[Document passage]

At the same time, also the other classical symphonic forms came to a crisis,
and this was the source for such cross-overs like Bernstein's "The Age of
Anxiety" (a bit symphony, a bit concerto, a bit suite, abit program music...)
or Ives's "Holydays Symphony". The latter was, under a certain optics, a good
producer of program music: just think of "Central Park in the Dark". Yet, the
range of this work is so reduced that they cannot be fitted to this definition
but rather the can be considered "musical reflections" or "impressions".

However, there were also some excellent 20th-C TP composers: Respighi
(beyond his most known production, try "Ballad of Gnomids" or "Church
Windows"), Honegger ("Pastorale d'ete'", "Pacific 231", "Rugby"), Copland
("Quiet City", "El salon Mexico"), Bax (an enormous output, with the
curiosity of the so called "nature poem" "Nynpholept").

[/Document passage]

__Required work__.
A – In the passage on twentieth-century program music, rewrite the words starting with "At the same" and going on through "abit program music...)", swapping "crisis" for "breaking point".
B – According to the passage on twentieth-century program music, which composer wrote "Quiet City" and "El salon Mexico"?

[Given data]

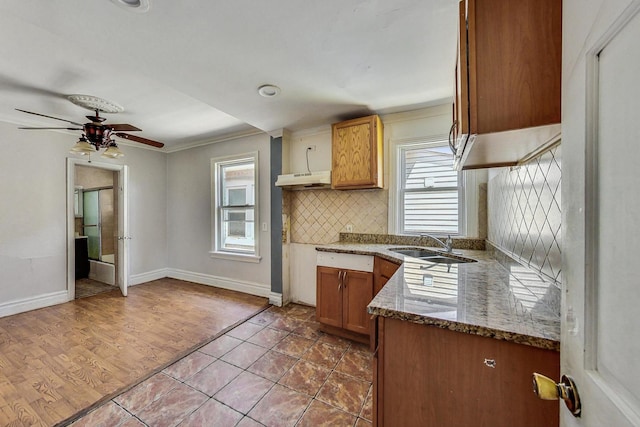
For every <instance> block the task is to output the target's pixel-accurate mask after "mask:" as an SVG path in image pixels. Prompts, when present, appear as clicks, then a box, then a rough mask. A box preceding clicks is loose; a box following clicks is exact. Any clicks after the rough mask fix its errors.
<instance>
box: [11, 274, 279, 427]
mask: <svg viewBox="0 0 640 427" xmlns="http://www.w3.org/2000/svg"><path fill="white" fill-rule="evenodd" d="M266 306H267V299H266V298H260V297H255V296H251V295H246V294H241V293H236V292H231V291H226V290H222V289H217V288H213V287H208V286H203V285H197V284H193V283H189V282H183V281H180V280H174V279H161V280H156V281H153V282H149V283H146V284H143V285H138V286H133V287H131V288H129V296H128V297H126V298H124V297H122V296H121V295H120V290H119V289H117V290H113V291H111V292H108V293H103V294H99V295H95V296H92V297H88V298H83V299H77V300H75V301H71V302H68V303H65V304H60V305H56V306H53V307H47V308H43V309H40V310H34V311H31V312H27V313H21V314H18V315H14V316H8V317H5V318H0V425H3V426H52V425H56V424H58V423H60V422H62V421H63V420H66V419H68V418H70V417H72V416H74V414H77V413H78V412H86V411H87V410H89V409H90V408H92V407H95V406H97V405H99V404H101V403H102V402H105V401H108V400H109V399H111V398H112V397H114V396H116V395H117V394H119V393H120V392H122V391H125V390H127V389H128V388H130V387H132V386H133V385H135V384H137V383H138V382H140V381H141V380H143V379H145V378H147V377H149V376H151V375H153V374H154V373H156V372H158V371H160V370H162V369H163V368H165V367H166V366H168V365H169V364H171V363H172V362H174V361H176V360H178V359H180V358H181V357H183V356H185V355H186V354H188V353H190V352H191V351H193V350H194V349H195V348H197V347H199V346H200V345H202V344H203V343H204V342H207V341H210V340H211V339H213V338H214V337H216V336H218V335H220V334H221V333H222V332H224V331H226V330H228V329H229V328H230V327H233V326H234V325H236V324H238V323H239V322H241V321H243V320H245V319H247V318H248V317H250V316H252V315H254V314H255V313H257V312H258V311H260V310H261V309H262V308H264V307H266Z"/></svg>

[/Given data]

__Per-task outputs__.
A –
At the same time, also the other classical symphonic forms came to a breaking point,
and this was the source for such cross-overs like Bernstein's "The Age of
Anxiety" (a bit symphony, a bit concerto, a bit suite, abit program music...)

B – Copland